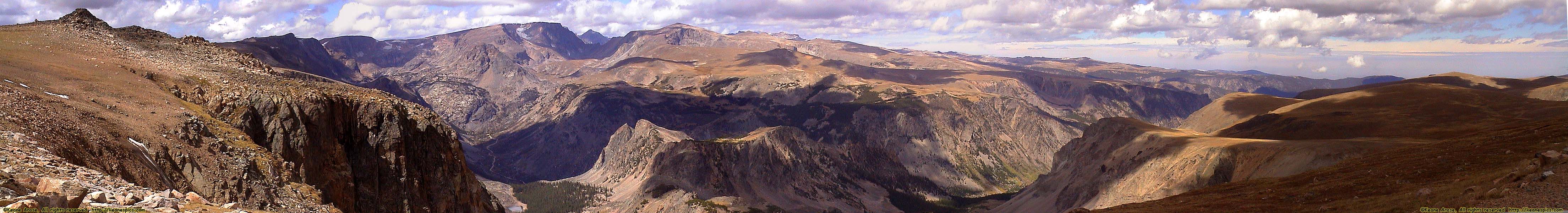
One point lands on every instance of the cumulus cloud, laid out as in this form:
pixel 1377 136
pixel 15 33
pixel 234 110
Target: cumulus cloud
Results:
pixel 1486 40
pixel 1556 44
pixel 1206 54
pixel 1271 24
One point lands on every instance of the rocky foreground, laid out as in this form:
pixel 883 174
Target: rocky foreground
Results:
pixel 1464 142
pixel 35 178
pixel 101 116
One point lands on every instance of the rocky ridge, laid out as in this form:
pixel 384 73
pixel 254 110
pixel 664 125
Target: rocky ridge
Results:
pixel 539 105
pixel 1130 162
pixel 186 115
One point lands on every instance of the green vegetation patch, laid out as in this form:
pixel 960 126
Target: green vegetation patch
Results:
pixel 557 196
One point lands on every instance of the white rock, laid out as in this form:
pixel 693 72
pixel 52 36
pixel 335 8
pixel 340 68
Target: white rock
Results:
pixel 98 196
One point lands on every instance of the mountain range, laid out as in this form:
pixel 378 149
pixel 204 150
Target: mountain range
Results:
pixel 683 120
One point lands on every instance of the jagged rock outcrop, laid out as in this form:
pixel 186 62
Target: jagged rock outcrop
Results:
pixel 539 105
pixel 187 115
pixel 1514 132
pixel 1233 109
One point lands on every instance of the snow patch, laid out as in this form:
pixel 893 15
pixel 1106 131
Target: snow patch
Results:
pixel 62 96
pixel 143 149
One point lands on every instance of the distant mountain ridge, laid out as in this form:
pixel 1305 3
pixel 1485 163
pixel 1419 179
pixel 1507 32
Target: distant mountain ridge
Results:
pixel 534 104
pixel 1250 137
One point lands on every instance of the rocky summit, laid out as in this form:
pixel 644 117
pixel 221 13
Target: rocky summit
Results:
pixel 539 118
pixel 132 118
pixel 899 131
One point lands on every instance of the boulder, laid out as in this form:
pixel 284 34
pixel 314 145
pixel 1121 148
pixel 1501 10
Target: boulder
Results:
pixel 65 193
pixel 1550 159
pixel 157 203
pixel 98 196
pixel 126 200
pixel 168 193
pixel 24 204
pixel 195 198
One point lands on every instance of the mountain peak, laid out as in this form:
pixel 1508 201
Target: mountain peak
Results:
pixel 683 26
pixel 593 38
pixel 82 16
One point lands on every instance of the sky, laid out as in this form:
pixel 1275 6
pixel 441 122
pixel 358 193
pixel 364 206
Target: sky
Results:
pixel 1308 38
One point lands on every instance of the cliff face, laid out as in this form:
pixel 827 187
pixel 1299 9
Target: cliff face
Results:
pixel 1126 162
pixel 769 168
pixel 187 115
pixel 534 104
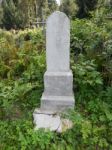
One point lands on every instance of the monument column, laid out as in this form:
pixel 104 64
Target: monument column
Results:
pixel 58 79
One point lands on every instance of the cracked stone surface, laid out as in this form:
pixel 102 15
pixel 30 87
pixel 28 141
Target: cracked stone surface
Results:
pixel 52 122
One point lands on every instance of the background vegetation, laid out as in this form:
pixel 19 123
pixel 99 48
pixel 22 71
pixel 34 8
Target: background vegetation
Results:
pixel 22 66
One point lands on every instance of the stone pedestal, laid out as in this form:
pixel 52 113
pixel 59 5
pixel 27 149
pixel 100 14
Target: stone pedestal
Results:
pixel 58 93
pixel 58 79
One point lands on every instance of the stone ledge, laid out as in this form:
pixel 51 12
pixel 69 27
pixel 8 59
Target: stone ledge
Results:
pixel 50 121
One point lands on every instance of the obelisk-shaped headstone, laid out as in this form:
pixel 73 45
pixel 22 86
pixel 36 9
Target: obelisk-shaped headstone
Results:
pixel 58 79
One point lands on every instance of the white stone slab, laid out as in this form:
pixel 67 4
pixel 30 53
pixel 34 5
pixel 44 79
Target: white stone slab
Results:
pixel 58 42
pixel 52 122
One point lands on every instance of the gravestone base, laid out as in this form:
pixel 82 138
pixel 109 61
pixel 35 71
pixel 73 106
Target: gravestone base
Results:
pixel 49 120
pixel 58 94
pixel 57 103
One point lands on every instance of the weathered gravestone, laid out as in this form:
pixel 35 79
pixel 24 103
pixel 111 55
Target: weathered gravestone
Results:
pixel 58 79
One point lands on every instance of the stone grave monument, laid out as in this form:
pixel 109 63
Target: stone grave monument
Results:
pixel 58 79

* * * *

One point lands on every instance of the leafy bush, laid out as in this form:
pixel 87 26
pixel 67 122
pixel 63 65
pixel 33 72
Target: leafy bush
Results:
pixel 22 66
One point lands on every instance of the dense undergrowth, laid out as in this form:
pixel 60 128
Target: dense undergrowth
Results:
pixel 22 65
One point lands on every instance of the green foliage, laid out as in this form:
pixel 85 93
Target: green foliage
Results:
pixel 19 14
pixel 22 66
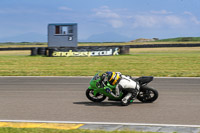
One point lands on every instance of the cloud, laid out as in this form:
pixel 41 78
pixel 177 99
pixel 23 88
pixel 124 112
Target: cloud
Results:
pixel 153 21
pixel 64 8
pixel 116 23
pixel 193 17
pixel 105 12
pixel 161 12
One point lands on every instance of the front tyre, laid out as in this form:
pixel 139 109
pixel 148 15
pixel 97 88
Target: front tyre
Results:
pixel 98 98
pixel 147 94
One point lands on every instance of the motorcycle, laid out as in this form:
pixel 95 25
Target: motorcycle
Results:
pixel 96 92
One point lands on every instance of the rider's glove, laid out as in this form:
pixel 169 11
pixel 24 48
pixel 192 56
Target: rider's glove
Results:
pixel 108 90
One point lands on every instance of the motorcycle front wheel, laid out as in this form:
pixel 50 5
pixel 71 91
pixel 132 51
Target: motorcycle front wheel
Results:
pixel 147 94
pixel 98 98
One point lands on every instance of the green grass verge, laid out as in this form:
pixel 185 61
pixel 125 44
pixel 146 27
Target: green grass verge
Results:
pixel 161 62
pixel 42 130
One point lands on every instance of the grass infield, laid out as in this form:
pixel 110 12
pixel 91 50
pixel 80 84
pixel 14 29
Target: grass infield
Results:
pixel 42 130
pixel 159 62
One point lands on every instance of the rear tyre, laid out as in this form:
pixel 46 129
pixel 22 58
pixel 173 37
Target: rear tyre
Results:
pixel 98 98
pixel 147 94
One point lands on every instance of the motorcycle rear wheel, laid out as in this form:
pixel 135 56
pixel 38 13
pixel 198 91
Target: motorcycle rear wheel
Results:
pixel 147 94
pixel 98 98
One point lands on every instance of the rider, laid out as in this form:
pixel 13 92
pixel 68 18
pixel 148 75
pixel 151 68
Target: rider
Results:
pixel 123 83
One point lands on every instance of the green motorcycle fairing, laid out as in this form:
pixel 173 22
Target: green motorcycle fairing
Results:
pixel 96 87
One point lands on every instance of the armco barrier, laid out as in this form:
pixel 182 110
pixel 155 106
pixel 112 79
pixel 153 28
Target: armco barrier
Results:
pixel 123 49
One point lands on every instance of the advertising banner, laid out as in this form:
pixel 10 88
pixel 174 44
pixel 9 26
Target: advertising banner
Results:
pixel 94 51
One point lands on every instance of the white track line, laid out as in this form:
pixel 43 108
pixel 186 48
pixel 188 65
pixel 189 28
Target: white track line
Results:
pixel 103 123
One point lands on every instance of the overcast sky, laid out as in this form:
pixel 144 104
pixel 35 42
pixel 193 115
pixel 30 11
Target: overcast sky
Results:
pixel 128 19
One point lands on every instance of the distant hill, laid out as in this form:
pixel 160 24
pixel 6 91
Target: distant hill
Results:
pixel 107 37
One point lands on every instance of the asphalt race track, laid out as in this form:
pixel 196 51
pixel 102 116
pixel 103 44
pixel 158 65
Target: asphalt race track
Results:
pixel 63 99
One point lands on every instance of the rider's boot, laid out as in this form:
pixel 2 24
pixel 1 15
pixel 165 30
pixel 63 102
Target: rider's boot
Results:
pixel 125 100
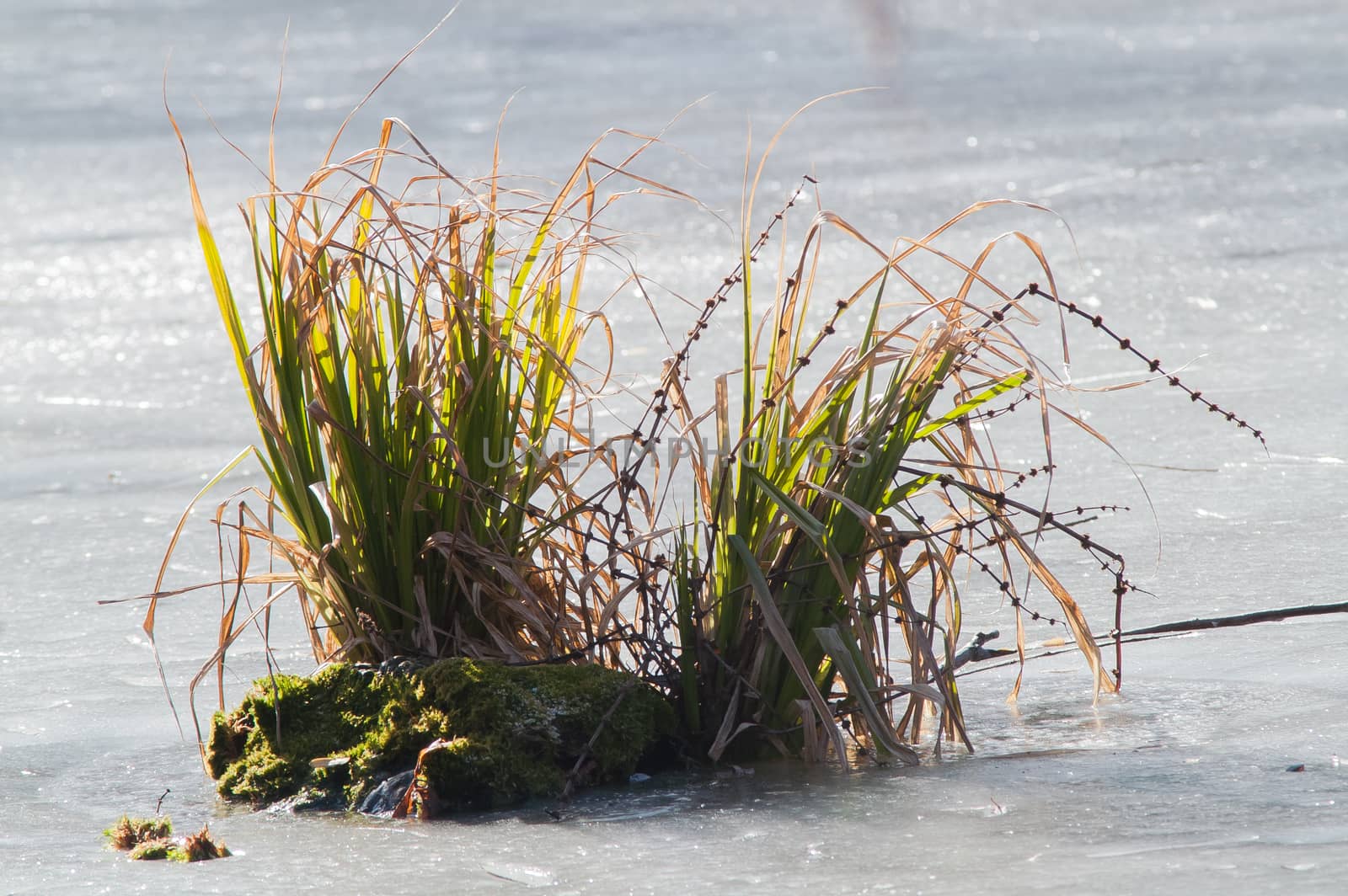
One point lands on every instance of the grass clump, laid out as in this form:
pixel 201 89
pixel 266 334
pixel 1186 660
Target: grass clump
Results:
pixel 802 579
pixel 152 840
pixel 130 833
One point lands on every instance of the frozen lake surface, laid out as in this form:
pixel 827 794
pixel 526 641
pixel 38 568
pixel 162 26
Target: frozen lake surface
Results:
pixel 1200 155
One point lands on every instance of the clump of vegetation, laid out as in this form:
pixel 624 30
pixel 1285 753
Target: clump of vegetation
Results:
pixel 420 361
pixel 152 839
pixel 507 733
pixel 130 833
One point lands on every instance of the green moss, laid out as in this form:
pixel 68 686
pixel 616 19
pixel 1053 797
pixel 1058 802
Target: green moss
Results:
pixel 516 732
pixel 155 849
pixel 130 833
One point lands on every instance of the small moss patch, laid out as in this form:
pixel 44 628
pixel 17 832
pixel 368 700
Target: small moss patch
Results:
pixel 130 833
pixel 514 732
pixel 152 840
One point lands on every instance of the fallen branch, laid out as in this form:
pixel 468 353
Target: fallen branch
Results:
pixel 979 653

* * * *

> _TASK_
Every line above from the line with "One point lands on every instance of the cumulus" to the line with "Target: rocky foreground", both included, must be reproduced exactly, and no other line may appear.

> _RESULT FOR THIS EXERCISE_
One point lands on every instance of the cumulus cloud, laid out as in this form:
pixel 1377 136
pixel 15 33
pixel 234 110
Target: cumulus cloud
Results:
pixel 1486 40
pixel 1556 44
pixel 1206 54
pixel 1271 24
One point lands on every instance of the rocky foreground, laid out as in this form:
pixel 883 174
Target: rocky foreground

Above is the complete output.